Copy out every line of the data below that contains the word "place". Matches are case-sensitive.

Extracted entries
---*---

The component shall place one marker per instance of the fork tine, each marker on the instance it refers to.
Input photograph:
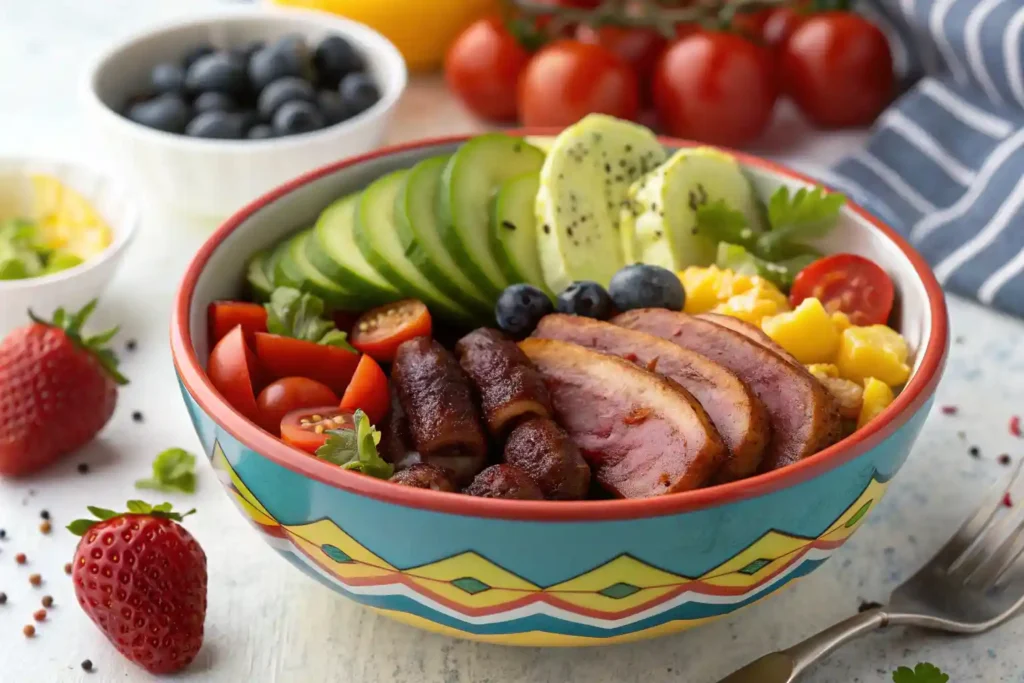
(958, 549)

---*---

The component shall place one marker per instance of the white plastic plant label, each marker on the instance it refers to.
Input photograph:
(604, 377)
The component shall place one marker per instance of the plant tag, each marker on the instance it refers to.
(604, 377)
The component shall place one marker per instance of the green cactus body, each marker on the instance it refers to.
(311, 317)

---*---

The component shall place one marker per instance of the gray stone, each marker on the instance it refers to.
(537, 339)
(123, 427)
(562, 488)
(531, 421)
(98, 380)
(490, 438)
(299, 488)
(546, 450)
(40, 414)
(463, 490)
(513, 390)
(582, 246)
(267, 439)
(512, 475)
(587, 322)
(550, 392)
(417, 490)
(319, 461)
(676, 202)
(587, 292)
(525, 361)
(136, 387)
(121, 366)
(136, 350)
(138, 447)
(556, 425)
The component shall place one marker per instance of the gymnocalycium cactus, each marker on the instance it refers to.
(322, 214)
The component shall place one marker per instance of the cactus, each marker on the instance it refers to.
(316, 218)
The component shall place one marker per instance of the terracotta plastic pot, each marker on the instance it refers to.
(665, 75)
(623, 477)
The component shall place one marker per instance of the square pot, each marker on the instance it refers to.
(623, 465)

---*---

The result
The component shall place one marker per instance of the fork tine, each marker on the instance it refers to.
The component shall place one marker per instance of the white plastic plant label, each marker on the instance it refers to.
The component shall place one marker per instance of the plant tag, each marker on the instance it refers to.
The component shall place one marker per instance of the green cactus body, each marker on the instance it refers to.
The component shall place one marker per instance of the gray stone, each marker on the instance it refers to.
The component shall place one marker per instance of the gymnocalycium cactus, each marker on the instance it refers to.
The component shall place one marker per instance of the cactus, each marker on the instance it refers to.
The component shall place one marker per instance of the terracotta plastic pot, each marker on the instance it refers to.
The component shall place one marker per instance of the square pot, each marker on the instance it refers to.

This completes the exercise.